[Written problem] Change "summary dialog" to "receipt window" in the passage of the PayPal checkout text that begins at the words "Then once you’ve" and stops after "last confirmation dialog.". Give that passage with the change made.

[Selection]
----

Below the header, on the right side of the nav strip, is a location widget. Instead of filling in crap at checkout, you just set your location on the nav strip. The first thing you’ll see is a dropdown selector for countries, then if you happen to select a country that has states or provinces associated with it, a second dropdown selector will magically appear next to it. That’s all it needs from you, a country and sometimes a state or province.

Below that, on the right side, you’ll see a price and a PayPal button. This deceptively simple looking arrangement required a staggeringly disproportionate amount of work to set up. Here’s why:

When you click it, the next thing you’ll see is a PayPal dialog right there on the same page.

When you click the Log In button, it pops up a secure mini-browser:

Then once you’ve logged in, it takes you right to the confirmation step:

Clicking on “Pay Now” returns you to the store, immediately displaying a summary dialog with a download link:

Note that I did NOT leave out any intermediate steps. What you just saw is literally what a PayPal account holder will see, step by step. I’m not kidding. That’s all there is to it. No forms to fill, just a simple PayPal login and a couple of simple button clicks. In fact, if you let it remember you, you can collapse the purchasing process into two clicks. Well, three, if you count closing that last confirmation dialog.

----

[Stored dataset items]
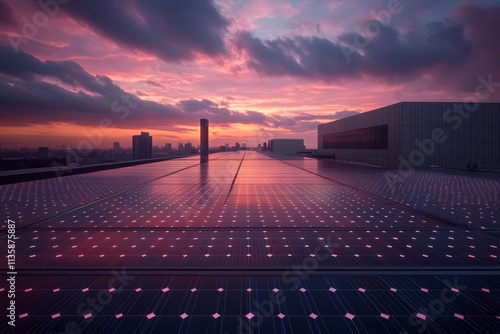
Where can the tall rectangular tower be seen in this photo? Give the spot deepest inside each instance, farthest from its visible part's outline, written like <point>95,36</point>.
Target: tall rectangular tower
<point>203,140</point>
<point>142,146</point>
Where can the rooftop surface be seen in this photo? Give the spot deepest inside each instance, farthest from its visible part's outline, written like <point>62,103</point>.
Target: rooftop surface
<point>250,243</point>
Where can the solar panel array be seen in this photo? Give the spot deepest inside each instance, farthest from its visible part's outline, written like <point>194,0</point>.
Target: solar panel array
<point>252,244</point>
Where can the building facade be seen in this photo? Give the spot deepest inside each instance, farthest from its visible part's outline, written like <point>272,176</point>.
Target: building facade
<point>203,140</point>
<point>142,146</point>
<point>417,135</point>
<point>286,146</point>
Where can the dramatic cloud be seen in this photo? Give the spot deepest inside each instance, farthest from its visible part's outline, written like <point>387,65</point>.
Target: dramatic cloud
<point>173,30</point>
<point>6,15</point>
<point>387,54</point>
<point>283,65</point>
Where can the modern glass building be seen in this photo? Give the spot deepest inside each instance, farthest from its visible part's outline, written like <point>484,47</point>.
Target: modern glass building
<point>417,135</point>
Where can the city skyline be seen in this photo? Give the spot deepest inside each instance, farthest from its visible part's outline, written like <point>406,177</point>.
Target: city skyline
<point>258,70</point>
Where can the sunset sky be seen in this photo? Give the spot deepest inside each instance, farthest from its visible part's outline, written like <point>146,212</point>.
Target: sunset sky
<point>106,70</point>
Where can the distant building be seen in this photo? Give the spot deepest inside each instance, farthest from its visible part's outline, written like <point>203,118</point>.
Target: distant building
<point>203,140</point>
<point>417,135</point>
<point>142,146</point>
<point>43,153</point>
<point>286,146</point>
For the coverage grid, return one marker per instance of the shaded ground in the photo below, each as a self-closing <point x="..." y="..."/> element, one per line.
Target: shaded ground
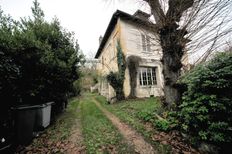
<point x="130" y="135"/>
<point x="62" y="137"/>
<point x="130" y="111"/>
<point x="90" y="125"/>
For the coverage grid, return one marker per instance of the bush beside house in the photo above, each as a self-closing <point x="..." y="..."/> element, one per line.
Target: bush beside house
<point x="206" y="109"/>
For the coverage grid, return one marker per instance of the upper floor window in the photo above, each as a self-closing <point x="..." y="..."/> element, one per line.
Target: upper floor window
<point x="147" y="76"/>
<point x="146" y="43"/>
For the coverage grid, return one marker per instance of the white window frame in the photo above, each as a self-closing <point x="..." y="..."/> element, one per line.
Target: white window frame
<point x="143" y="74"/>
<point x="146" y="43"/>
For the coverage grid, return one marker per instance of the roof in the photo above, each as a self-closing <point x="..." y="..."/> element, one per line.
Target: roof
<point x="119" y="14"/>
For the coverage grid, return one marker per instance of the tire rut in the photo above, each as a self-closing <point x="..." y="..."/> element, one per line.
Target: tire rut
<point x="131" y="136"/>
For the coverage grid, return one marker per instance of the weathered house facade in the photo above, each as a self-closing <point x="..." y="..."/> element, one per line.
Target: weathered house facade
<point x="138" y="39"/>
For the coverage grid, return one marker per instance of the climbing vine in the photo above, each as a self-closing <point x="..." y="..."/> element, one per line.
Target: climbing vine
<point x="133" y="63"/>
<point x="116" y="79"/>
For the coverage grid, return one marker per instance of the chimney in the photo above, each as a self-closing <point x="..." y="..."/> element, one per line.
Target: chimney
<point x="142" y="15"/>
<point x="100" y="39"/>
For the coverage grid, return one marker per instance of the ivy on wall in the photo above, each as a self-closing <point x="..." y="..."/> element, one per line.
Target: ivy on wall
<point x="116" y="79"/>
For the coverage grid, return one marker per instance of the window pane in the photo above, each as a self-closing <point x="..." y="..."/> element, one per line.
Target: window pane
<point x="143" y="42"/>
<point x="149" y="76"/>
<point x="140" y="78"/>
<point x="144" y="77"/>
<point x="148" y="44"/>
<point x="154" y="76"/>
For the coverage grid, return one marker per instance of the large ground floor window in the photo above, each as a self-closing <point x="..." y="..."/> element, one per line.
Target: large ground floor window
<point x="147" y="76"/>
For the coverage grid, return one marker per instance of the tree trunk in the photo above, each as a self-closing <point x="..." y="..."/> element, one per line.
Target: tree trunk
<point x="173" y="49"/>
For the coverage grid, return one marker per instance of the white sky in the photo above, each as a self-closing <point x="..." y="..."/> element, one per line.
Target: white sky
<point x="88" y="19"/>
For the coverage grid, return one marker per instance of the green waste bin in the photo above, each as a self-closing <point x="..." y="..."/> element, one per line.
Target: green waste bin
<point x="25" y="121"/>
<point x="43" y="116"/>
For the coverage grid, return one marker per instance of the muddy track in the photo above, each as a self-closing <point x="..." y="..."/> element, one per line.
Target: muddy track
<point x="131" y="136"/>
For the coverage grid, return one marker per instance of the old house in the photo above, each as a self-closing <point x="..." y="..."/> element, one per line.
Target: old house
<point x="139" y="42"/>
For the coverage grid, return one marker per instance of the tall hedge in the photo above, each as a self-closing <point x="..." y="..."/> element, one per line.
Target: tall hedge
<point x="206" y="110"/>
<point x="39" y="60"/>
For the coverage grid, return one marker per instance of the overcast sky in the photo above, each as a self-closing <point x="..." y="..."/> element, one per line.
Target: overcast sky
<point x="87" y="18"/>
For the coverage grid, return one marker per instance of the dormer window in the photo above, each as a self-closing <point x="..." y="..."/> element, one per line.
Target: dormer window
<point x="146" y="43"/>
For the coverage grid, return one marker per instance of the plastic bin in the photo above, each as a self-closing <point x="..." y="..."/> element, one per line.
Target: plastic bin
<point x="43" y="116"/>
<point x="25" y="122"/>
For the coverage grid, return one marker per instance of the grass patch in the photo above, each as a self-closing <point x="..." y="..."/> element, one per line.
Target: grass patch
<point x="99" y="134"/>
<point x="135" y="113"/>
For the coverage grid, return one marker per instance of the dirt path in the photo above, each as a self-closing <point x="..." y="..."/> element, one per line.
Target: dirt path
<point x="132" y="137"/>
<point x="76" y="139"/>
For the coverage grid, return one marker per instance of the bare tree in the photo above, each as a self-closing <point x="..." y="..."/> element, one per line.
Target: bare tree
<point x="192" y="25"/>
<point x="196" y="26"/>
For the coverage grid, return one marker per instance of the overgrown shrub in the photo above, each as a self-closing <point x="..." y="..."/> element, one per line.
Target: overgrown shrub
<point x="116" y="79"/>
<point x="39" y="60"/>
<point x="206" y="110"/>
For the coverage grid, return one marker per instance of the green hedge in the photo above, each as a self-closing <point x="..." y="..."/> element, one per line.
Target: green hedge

----

[Output for this task]
Then once you’ve logged in, it takes you right to the confirmation step:

Clicking on “Pay Now” returns you to the store, immediately displaying a receipt window with a download link:

Note that I did NOT leave out any intermediate steps. What you just saw is literally what a PayPal account holder will see, step by step. I’m not kidding. That’s all there is to it. No forms to fill, just a simple PayPal login and a couple of simple button clicks. In fact, if you let it remember you, you can collapse the purchasing process into two clicks. Well, three, if you count closing that last confirmation dialog.